**What to produce**
Keep each entry exactly as written when you repeat it, and skip the images.

Dataset entries

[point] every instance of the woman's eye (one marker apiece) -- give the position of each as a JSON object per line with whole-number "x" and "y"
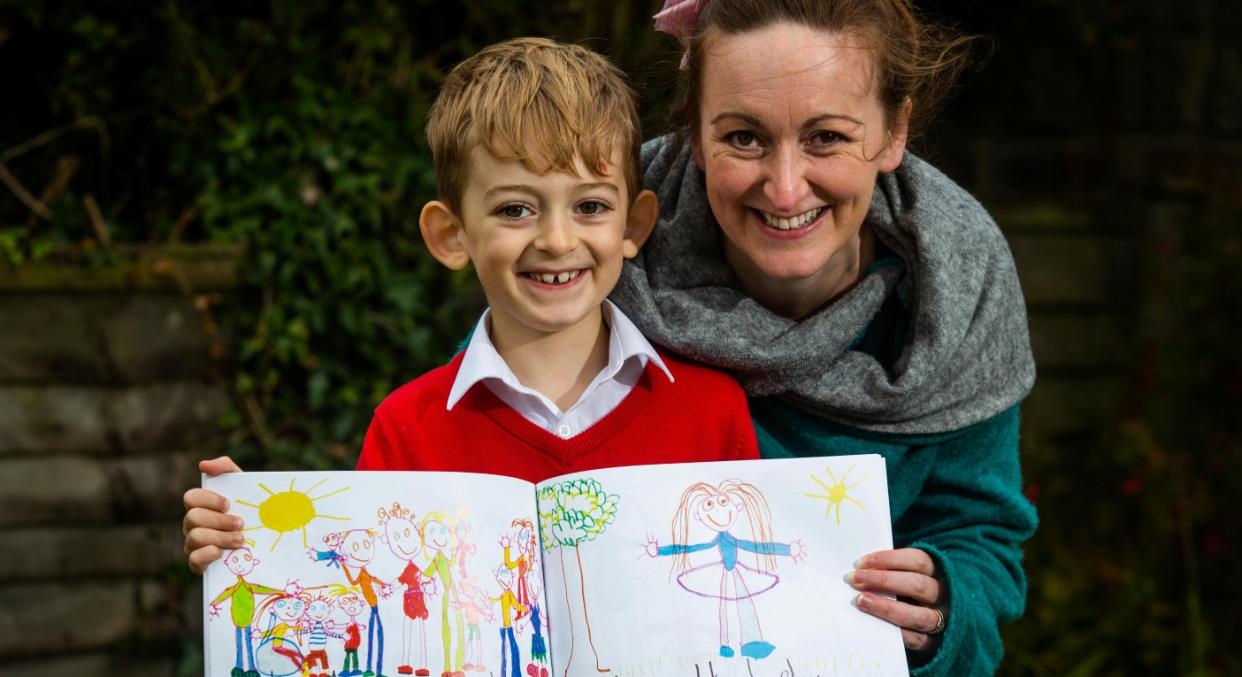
{"x": 742, "y": 139}
{"x": 591, "y": 208}
{"x": 514, "y": 211}
{"x": 826, "y": 138}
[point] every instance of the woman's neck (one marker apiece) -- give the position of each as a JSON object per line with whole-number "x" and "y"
{"x": 557, "y": 364}
{"x": 796, "y": 298}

**Exercise response**
[point] every instance of the woman's eye (one marker apiece) -- give the position of each as a JSON object per line with whole-number "x" and "y"
{"x": 742, "y": 139}
{"x": 591, "y": 208}
{"x": 514, "y": 211}
{"x": 826, "y": 138}
[point] every instance of the woman's neck (one marker apiece) -- give the position of each as a JSON object per line with whole-number "x" and "y"
{"x": 557, "y": 364}
{"x": 796, "y": 298}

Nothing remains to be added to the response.